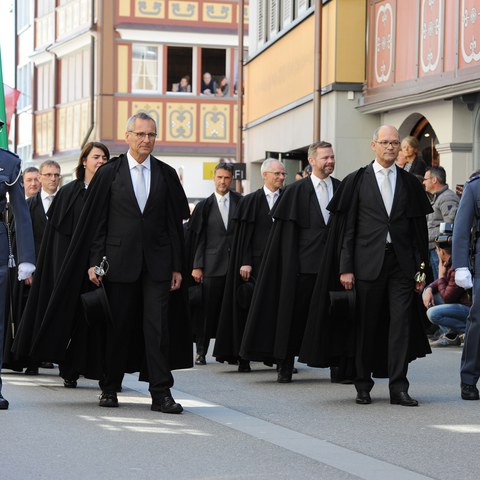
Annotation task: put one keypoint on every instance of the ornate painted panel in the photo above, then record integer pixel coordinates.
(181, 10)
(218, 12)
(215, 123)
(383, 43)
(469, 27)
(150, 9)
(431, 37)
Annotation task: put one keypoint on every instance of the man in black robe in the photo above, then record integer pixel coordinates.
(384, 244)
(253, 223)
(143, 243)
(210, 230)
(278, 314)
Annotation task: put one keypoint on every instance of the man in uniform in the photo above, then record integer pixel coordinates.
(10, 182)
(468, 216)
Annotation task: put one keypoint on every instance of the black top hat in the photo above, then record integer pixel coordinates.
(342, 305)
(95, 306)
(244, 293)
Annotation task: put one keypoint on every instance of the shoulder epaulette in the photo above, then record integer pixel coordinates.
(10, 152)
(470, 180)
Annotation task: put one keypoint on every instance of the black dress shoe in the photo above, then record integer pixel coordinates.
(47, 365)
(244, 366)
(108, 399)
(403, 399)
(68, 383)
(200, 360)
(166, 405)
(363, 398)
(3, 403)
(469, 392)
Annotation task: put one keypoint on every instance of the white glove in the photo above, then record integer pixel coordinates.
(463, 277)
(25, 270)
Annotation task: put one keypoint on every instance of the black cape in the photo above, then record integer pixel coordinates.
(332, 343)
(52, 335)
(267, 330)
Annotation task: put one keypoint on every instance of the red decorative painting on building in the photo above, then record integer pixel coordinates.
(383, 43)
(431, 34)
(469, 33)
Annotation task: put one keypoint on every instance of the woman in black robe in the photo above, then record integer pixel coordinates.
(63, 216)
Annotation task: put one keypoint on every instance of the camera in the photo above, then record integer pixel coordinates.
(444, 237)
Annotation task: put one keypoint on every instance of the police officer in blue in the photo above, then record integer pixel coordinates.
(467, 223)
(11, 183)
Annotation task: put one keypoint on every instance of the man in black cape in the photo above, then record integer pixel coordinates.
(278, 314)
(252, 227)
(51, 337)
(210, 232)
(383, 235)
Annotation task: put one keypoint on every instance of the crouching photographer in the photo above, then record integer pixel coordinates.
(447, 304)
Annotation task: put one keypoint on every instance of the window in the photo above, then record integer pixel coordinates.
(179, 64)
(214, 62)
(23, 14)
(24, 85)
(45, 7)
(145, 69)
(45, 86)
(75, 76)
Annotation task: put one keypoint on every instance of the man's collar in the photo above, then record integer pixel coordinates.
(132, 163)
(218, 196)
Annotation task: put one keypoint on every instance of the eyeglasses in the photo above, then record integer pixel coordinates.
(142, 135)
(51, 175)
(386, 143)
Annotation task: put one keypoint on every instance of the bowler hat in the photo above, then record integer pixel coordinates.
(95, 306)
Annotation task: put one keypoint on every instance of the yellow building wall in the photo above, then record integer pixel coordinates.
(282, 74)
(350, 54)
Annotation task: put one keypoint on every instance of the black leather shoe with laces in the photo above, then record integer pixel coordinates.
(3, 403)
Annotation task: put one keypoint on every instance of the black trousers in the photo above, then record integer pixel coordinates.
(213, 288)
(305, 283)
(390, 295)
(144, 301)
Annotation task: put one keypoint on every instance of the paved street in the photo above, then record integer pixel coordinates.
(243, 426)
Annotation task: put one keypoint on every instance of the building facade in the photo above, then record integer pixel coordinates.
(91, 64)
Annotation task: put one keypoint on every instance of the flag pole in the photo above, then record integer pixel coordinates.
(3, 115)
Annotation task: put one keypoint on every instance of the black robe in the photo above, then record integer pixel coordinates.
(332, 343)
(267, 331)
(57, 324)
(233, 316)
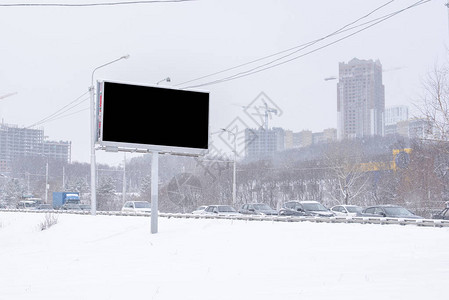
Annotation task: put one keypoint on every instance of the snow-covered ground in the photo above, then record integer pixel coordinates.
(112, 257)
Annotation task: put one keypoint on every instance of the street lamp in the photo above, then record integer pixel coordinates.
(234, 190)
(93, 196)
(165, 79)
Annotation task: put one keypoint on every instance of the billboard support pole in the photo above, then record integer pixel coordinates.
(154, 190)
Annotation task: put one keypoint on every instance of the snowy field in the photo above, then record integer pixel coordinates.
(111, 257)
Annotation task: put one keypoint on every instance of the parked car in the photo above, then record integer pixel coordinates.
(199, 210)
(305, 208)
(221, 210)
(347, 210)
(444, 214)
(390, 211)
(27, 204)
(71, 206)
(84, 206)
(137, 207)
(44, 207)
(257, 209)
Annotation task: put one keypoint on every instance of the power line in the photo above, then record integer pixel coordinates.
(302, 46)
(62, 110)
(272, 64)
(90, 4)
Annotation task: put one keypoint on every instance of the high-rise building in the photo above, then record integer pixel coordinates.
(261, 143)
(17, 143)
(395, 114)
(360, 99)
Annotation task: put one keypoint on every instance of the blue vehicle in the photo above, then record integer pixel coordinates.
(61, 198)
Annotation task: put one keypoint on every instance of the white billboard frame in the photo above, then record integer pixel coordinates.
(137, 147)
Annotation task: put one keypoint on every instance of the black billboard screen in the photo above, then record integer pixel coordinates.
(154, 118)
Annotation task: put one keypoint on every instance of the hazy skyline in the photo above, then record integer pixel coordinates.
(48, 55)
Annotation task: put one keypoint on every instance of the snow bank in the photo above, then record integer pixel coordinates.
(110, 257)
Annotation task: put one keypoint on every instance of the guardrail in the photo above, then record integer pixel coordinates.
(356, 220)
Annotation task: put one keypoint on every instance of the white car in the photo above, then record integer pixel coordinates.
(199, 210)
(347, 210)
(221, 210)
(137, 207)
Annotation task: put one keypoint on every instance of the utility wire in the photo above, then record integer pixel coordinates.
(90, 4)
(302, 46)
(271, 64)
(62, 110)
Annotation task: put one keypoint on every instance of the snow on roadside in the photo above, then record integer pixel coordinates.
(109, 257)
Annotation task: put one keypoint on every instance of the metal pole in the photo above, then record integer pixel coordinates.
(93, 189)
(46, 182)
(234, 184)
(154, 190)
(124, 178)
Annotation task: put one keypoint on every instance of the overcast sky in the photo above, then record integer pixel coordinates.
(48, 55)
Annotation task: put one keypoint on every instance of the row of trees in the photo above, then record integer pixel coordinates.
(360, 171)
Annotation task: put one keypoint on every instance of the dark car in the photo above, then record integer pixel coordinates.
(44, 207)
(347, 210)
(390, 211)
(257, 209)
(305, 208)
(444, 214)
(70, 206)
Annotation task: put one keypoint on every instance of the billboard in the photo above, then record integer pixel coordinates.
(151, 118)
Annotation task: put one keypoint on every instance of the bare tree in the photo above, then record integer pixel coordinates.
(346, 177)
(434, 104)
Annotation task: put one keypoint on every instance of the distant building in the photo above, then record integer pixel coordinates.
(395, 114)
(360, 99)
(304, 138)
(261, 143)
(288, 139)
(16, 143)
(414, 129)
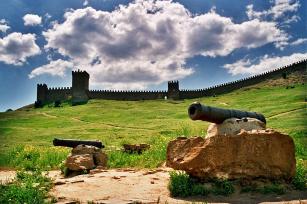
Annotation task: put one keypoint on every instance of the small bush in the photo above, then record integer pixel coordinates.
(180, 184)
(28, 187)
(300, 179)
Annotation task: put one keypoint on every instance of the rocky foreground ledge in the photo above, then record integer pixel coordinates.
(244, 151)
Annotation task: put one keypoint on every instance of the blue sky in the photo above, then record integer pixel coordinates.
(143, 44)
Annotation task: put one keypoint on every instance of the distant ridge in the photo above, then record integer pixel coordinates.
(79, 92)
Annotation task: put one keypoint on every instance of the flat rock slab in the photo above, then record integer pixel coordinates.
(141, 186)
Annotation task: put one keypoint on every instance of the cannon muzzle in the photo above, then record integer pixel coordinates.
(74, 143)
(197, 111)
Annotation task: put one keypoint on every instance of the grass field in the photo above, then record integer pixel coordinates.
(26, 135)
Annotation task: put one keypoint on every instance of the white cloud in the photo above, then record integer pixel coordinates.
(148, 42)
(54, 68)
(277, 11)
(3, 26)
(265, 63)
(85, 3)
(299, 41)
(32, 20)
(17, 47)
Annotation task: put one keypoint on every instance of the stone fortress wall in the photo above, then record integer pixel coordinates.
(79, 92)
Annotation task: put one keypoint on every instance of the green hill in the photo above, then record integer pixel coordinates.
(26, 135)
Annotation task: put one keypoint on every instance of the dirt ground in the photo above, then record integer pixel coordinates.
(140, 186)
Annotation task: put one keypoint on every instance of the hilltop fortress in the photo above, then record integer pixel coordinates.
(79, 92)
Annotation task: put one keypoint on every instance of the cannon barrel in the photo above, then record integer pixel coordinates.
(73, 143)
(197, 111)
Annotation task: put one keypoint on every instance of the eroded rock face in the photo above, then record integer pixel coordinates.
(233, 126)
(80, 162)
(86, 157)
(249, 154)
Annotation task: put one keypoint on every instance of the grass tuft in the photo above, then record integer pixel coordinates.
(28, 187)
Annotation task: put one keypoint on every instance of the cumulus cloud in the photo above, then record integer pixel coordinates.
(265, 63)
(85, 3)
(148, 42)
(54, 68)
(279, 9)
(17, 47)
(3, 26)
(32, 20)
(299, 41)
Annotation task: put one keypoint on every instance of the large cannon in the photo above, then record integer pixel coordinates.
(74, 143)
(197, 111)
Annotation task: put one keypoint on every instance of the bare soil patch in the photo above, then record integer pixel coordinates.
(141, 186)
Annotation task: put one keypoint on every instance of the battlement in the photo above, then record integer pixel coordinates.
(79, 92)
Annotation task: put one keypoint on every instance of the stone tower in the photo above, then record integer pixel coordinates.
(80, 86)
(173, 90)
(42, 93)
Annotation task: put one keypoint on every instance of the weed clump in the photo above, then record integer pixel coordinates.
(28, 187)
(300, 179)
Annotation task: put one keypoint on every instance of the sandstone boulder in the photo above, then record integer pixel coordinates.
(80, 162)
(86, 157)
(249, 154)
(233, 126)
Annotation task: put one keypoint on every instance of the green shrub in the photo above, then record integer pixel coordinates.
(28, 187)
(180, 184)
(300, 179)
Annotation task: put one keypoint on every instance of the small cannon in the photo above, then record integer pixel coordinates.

··········

THE TASK -
Keep only the lines from the one containing "the stone tower" to the end of the entries, and repeat them exactly.

RESULT OF THIS EXERCISE -
Annotation task: put one keypoint on every instance of the stone tower in the photo above, then record integer pixel coordinates.
(80, 86)
(173, 90)
(42, 93)
Annotation task: put one keypoint on every instance of the weed clump in the photo above, then record integer pixel coordinates.
(28, 187)
(300, 179)
Annotation task: put one keypoint on every instance of the sandstone boulder in the photo above, then record integer pixel coordinates.
(80, 162)
(86, 157)
(249, 154)
(233, 126)
Annotation task: put one keypoint on every instance of the green shrub in the photo above, then record integer pixel coordinates.
(28, 187)
(180, 184)
(300, 179)
Annotation task: put one keypoint on every instance of the small cannon in the photo above, then record integer pixel coordinates.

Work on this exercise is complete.